### Exercise directions
Write out exactly the lines of the entries below from the one holding "TARGET: snow-capped mountain" to the one holding "TARGET: shrub", inclusive, and leave out all other lines.

::::::::::

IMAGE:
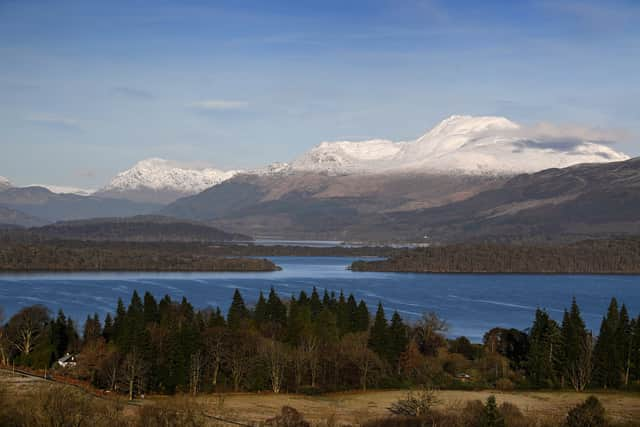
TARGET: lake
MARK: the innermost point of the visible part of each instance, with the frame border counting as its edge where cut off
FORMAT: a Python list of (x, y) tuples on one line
[(471, 303)]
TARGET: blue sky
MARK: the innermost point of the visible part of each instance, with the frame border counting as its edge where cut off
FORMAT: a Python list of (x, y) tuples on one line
[(87, 88)]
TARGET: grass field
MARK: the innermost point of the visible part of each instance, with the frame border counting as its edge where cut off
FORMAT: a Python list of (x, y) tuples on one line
[(356, 407), (353, 408)]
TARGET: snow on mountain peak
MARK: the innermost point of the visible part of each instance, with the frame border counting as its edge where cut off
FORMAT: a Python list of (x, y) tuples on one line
[(160, 175), (462, 145)]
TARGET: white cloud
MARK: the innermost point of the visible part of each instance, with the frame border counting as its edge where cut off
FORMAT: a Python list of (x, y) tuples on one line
[(219, 105), (53, 120)]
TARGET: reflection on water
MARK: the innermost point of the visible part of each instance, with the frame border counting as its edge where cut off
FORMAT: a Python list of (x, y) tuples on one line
[(472, 304)]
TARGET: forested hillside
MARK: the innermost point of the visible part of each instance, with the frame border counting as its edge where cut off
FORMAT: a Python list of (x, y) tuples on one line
[(88, 256), (592, 256), (312, 343)]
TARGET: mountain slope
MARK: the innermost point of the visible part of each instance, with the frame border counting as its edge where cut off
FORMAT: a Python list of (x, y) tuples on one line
[(314, 205), (16, 218), (4, 183), (583, 200), (461, 145), (161, 181), (42, 203)]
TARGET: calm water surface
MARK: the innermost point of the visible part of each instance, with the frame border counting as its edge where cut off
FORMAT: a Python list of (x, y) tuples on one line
[(472, 304)]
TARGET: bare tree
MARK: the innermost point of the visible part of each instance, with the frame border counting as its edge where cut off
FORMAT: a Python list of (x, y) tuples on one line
[(429, 333), (4, 342), (354, 348), (214, 345), (276, 354), (197, 362), (309, 347), (134, 370), (26, 326), (237, 356)]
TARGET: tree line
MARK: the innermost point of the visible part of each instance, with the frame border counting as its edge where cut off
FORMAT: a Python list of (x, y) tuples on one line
[(106, 256), (589, 256), (313, 343)]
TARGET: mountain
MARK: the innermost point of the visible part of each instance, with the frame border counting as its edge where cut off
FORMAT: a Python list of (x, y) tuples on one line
[(161, 181), (581, 201), (61, 189), (318, 205), (142, 228), (4, 183), (591, 200), (12, 217), (42, 203), (461, 145)]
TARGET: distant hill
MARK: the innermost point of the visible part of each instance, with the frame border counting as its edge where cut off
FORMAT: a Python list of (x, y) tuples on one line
[(143, 228), (607, 256), (574, 203), (11, 218), (42, 203), (321, 206), (591, 200)]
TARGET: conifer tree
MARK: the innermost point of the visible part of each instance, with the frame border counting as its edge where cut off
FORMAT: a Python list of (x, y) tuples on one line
[(624, 340), (276, 310), (315, 304), (379, 334), (491, 417), (398, 339), (260, 311), (576, 349), (361, 318), (325, 326), (634, 373), (150, 309), (607, 363), (342, 315), (107, 331), (544, 350), (238, 312)]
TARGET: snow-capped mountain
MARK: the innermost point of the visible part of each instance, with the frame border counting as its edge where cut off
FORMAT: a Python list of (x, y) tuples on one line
[(162, 181), (4, 183), (460, 145)]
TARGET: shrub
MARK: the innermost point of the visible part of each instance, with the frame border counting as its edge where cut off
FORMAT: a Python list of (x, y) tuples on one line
[(587, 414), (415, 404), (289, 417), (491, 417), (505, 384)]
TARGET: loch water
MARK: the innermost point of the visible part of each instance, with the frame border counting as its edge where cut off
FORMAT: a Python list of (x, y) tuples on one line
[(471, 303)]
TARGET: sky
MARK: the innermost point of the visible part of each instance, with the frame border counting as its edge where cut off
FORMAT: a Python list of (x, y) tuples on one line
[(88, 88)]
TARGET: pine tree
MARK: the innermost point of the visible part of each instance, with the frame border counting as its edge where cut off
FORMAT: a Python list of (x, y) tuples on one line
[(238, 312), (491, 417), (607, 363), (635, 350), (107, 331), (544, 350), (260, 311), (342, 315), (576, 349), (119, 321), (150, 309), (361, 323), (276, 310), (379, 335), (398, 339), (315, 304), (624, 338)]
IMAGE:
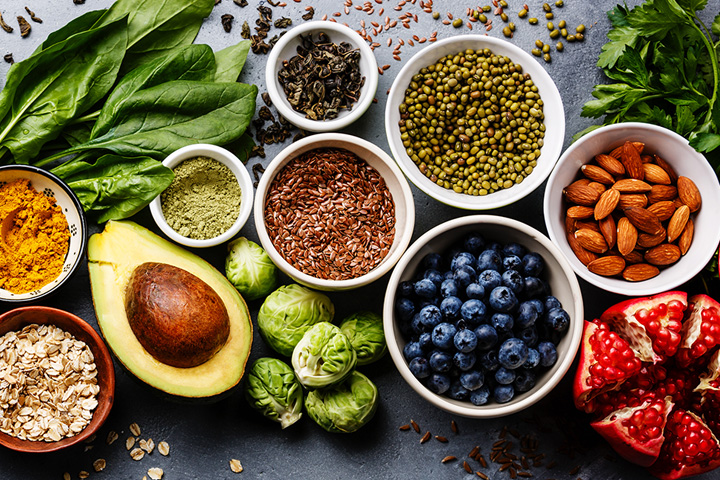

::::::::::

### Task output
TARGET: snow-capped mountain
MARK: the innermost point of the visible part of each instance, with the frame border counting as its edge where cut off
FORMAT: a Python list of (x, y) tuples on one line
[(162, 181), (4, 183), (460, 145)]
TARGET: shrub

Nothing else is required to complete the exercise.